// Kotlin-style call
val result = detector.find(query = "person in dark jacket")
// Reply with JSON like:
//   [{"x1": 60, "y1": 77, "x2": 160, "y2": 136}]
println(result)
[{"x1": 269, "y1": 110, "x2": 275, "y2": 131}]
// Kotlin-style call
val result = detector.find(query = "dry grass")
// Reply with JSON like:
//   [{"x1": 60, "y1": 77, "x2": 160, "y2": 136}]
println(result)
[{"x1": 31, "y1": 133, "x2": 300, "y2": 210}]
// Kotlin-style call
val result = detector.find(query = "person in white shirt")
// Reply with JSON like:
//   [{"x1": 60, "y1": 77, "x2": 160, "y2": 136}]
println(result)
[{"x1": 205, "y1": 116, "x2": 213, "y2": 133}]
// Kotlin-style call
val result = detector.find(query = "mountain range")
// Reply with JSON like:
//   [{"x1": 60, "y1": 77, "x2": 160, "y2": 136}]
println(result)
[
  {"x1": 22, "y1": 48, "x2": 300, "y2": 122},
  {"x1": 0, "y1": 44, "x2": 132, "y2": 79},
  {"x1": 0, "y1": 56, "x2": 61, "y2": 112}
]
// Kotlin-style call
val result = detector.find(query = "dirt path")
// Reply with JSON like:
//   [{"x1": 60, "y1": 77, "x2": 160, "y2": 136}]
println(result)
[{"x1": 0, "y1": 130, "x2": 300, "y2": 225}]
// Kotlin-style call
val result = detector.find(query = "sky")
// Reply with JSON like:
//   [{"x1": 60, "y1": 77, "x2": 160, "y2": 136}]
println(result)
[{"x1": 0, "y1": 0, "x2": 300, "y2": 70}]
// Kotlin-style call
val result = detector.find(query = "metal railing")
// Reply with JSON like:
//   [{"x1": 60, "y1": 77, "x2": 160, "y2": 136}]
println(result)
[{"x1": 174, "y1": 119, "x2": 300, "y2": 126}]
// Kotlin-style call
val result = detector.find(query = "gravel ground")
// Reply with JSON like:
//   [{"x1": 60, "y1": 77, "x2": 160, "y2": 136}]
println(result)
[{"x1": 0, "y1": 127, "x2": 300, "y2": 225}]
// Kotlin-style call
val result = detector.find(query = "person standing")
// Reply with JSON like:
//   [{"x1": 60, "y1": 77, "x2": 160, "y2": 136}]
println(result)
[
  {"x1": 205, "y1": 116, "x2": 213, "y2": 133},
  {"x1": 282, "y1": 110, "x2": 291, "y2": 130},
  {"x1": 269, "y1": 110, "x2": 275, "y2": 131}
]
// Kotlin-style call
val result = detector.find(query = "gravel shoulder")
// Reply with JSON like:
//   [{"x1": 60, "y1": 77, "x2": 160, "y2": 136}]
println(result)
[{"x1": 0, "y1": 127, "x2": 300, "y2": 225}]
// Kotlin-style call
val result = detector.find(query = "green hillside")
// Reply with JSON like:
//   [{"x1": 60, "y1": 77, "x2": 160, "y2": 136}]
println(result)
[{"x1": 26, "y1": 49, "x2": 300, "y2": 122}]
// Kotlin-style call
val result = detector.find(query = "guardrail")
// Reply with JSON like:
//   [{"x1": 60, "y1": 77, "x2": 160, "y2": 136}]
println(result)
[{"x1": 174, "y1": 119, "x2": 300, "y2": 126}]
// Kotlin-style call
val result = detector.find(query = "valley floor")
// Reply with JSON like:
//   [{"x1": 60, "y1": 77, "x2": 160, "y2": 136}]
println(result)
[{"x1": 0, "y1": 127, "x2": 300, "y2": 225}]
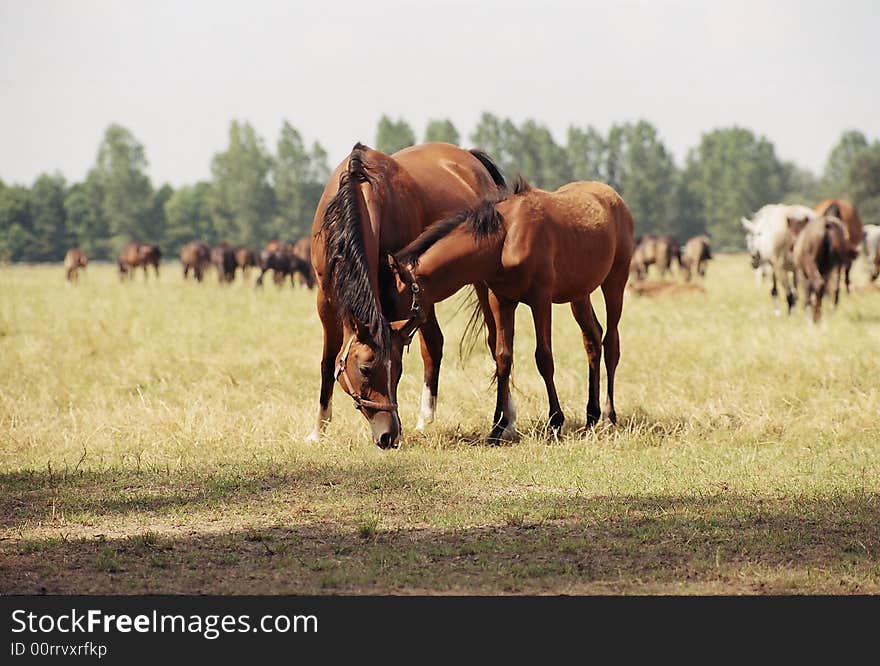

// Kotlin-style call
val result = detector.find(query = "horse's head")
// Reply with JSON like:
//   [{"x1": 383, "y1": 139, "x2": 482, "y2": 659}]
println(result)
[
  {"x1": 334, "y1": 316, "x2": 403, "y2": 449},
  {"x1": 739, "y1": 217, "x2": 761, "y2": 269}
]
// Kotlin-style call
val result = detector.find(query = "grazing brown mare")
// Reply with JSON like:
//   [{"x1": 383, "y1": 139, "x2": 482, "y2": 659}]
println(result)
[
  {"x1": 391, "y1": 180, "x2": 634, "y2": 443},
  {"x1": 632, "y1": 234, "x2": 681, "y2": 280},
  {"x1": 211, "y1": 241, "x2": 237, "y2": 284},
  {"x1": 116, "y1": 241, "x2": 162, "y2": 280},
  {"x1": 235, "y1": 245, "x2": 257, "y2": 279},
  {"x1": 180, "y1": 241, "x2": 211, "y2": 282},
  {"x1": 793, "y1": 215, "x2": 855, "y2": 322},
  {"x1": 815, "y1": 199, "x2": 864, "y2": 293},
  {"x1": 678, "y1": 236, "x2": 712, "y2": 282},
  {"x1": 309, "y1": 143, "x2": 504, "y2": 448},
  {"x1": 64, "y1": 247, "x2": 89, "y2": 282}
]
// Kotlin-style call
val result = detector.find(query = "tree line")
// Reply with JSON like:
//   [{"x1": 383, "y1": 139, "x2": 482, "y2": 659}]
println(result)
[{"x1": 0, "y1": 113, "x2": 880, "y2": 261}]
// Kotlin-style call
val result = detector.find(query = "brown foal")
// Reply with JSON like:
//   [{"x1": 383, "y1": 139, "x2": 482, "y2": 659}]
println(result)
[{"x1": 390, "y1": 180, "x2": 634, "y2": 443}]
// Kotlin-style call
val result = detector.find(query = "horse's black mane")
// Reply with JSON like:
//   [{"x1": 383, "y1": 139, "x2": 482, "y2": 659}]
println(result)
[
  {"x1": 469, "y1": 148, "x2": 507, "y2": 190},
  {"x1": 321, "y1": 143, "x2": 391, "y2": 361},
  {"x1": 395, "y1": 176, "x2": 532, "y2": 265}
]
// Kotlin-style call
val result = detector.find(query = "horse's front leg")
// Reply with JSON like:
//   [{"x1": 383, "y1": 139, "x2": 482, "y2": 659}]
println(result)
[
  {"x1": 532, "y1": 298, "x2": 565, "y2": 436},
  {"x1": 416, "y1": 306, "x2": 443, "y2": 430},
  {"x1": 489, "y1": 292, "x2": 517, "y2": 444},
  {"x1": 770, "y1": 266, "x2": 782, "y2": 317},
  {"x1": 306, "y1": 288, "x2": 342, "y2": 442}
]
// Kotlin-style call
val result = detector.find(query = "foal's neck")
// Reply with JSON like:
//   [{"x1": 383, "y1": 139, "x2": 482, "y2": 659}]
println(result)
[{"x1": 413, "y1": 229, "x2": 504, "y2": 303}]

------------------------------

** WHAT IS REQUIRED **
Count the lines in the entries above that contain the word "person", and reply with the number alone.

** EXERCISE RESULT **
3